◆ Énoncé de la tâche: Restituez à l'identique le passage de la lecture du livre d'Isaïe compris entre « En fait, c’étaient » et « nous sommes guéris. », bornes incluses.

LECTURE DU LIVRE D'ISAÏE (52, 13 ; 53, 5)
Mon serviteur réussira, dit le Seigneur ; il montera, il s’élèvera, il sera exalté ! La multitude avait été consternée en le voyant, car il était si défiguré qu’il ne ressemblait plus à un homme ; il n’avait plus l’apparence d’un fils d’homme. Il étonnera de même une multitude de nations ; devant lui les rois resteront bouche bée, car ils verront ce que, jamais, on ne leur avait dit, ils découvriront ce dont ils n’avaient jamais entendu parler. Qui aurait cru ce que nous avons entendu ? Le bras puissant du Seigneur, à qui s’est-il révélé ? Devant lui, le serviteur a poussé comme une plante chétive, une racine dans une terre aride ; il était sans apparence ni beauté qui attire nos regards, son aspect n’avait rien pour nous plaire. Méprisé, abandonné des hommes, homme de douleurs, familier de la souffrance, il était pareil à celui devant qui on se voile la face ; et nous l’avons méprisé, compté pour rien.
En fait, c’étaient nos souffrances qu’il portait, nos douleurs dont il était chargé. Et nous, nous pensions qu’il était frappé, meurtri par Dieu, humilié. Or, c’est à cause de nos révoltes qu’il a été transpercé, à cause de nos fautes qu’il a été broyé. Le châtiment qui nous donne la paix a pesé sur lui : par ses blessures, nous sommes guéris.

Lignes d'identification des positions
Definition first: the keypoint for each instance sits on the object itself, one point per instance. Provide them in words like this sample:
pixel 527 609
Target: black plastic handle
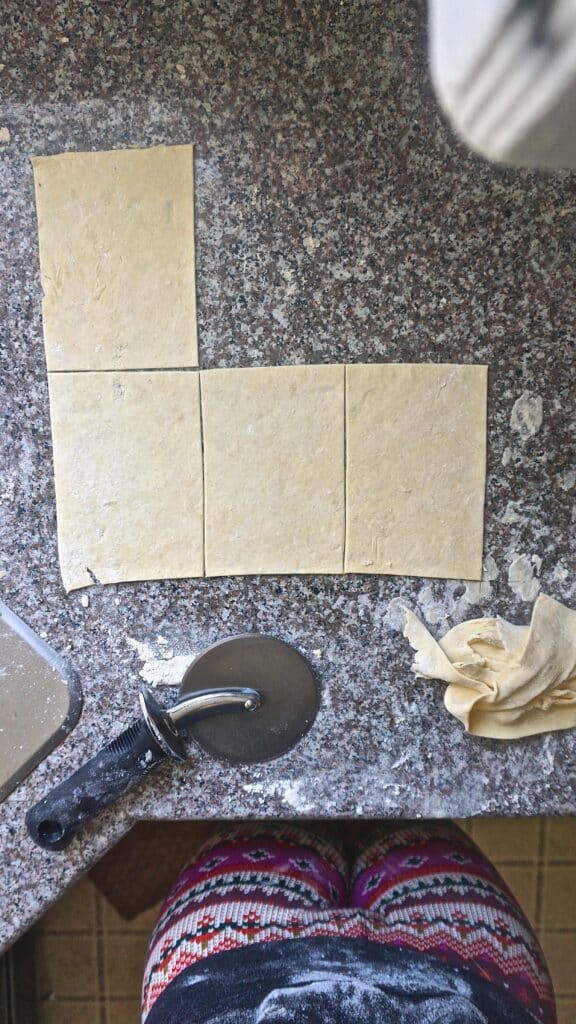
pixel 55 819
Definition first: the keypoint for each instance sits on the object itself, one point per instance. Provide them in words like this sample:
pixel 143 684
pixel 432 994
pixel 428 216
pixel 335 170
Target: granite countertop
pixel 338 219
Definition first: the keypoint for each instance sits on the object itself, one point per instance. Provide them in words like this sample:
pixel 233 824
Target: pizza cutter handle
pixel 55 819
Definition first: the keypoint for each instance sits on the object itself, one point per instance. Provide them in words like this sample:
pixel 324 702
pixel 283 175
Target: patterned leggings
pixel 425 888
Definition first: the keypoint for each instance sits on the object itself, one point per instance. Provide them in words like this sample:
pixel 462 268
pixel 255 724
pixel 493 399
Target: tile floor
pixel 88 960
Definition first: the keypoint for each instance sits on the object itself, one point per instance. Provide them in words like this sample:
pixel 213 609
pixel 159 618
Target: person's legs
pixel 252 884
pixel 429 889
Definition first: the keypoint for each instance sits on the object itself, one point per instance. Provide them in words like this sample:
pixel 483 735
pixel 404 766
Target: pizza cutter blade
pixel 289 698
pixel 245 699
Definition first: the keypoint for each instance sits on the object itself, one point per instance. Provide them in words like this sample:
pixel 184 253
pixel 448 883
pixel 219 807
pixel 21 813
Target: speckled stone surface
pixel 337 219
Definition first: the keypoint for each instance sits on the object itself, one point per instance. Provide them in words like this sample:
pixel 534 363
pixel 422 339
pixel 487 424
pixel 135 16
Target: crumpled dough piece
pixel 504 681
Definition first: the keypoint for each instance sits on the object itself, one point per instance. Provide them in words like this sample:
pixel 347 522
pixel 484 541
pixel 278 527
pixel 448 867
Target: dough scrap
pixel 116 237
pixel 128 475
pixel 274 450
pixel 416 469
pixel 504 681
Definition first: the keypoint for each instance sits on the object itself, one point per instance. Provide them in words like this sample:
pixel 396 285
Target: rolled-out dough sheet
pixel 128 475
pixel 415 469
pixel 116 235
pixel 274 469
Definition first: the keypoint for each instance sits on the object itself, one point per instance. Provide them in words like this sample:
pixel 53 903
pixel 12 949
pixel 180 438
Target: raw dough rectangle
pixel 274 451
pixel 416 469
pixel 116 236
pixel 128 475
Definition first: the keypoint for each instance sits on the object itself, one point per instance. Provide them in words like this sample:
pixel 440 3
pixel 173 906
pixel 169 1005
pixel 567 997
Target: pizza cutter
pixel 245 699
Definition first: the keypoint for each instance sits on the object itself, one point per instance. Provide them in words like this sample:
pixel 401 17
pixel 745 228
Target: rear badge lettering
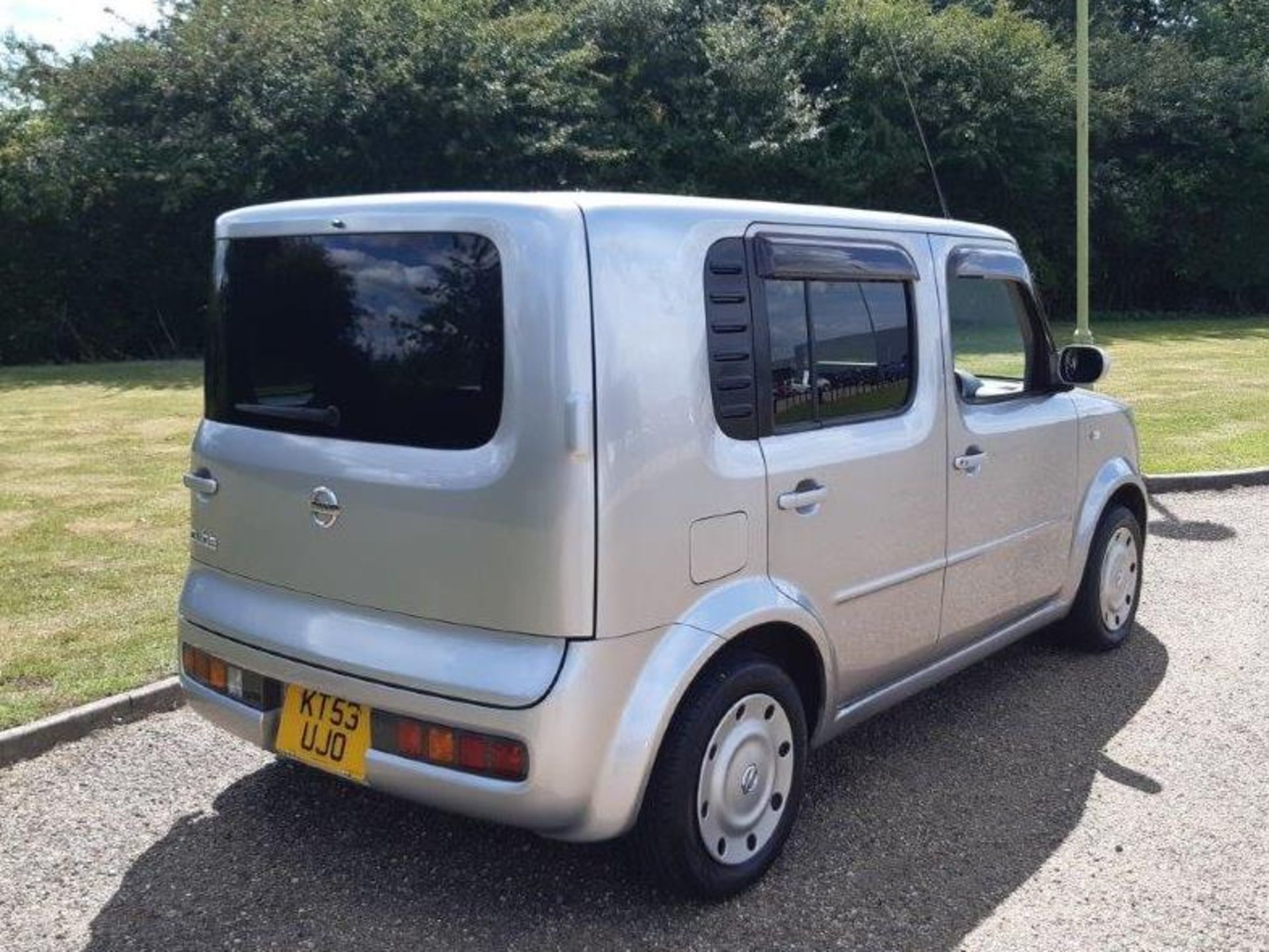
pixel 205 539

◆ Solution proposée:
En fait, c’étaient nos souffrances qu’il portait, nos douleurs dont il était chargé. Et nous, nous pensions qu’il était frappé, meurtri par Dieu, humilié. Or, c’est à cause de nos révoltes qu’il a été transpercé, à cause de nos fautes qu’il a été broyé. Le châtiment qui nous donne la paix a pesé sur lui : par ses blessures, nous sommes guéris.